Task input:
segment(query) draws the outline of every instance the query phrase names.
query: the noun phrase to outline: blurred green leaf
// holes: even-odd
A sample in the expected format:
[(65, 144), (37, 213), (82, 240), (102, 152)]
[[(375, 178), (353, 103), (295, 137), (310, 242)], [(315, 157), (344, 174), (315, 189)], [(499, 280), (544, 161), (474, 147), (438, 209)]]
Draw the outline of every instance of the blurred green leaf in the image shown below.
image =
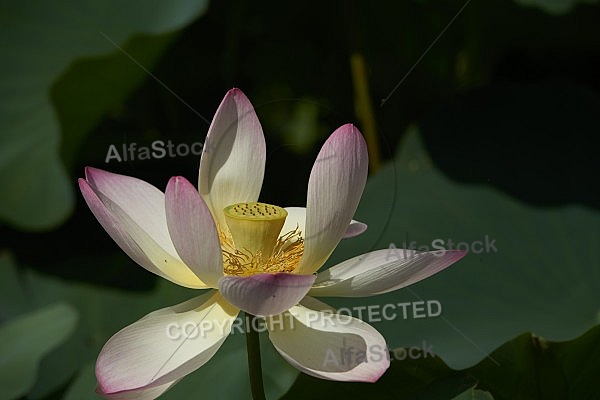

Exercise task: Reproduce the listing above verbatim, leaving out the picture.

Response below:
segment(query) draws the outline of every instance the query phrase names.
query: the noun phrase to outline: blurred green leaf
// holes: even-odd
A sample in the expected format:
[(65, 144), (37, 213), (82, 240), (102, 152)]
[[(375, 178), (353, 103), (295, 137), (310, 242)], [(315, 157), (344, 174), (315, 189)], [(499, 280), (544, 161), (474, 147), (438, 209)]]
Draw the outline of every instance of the blurred green leaf in the image shown below.
image =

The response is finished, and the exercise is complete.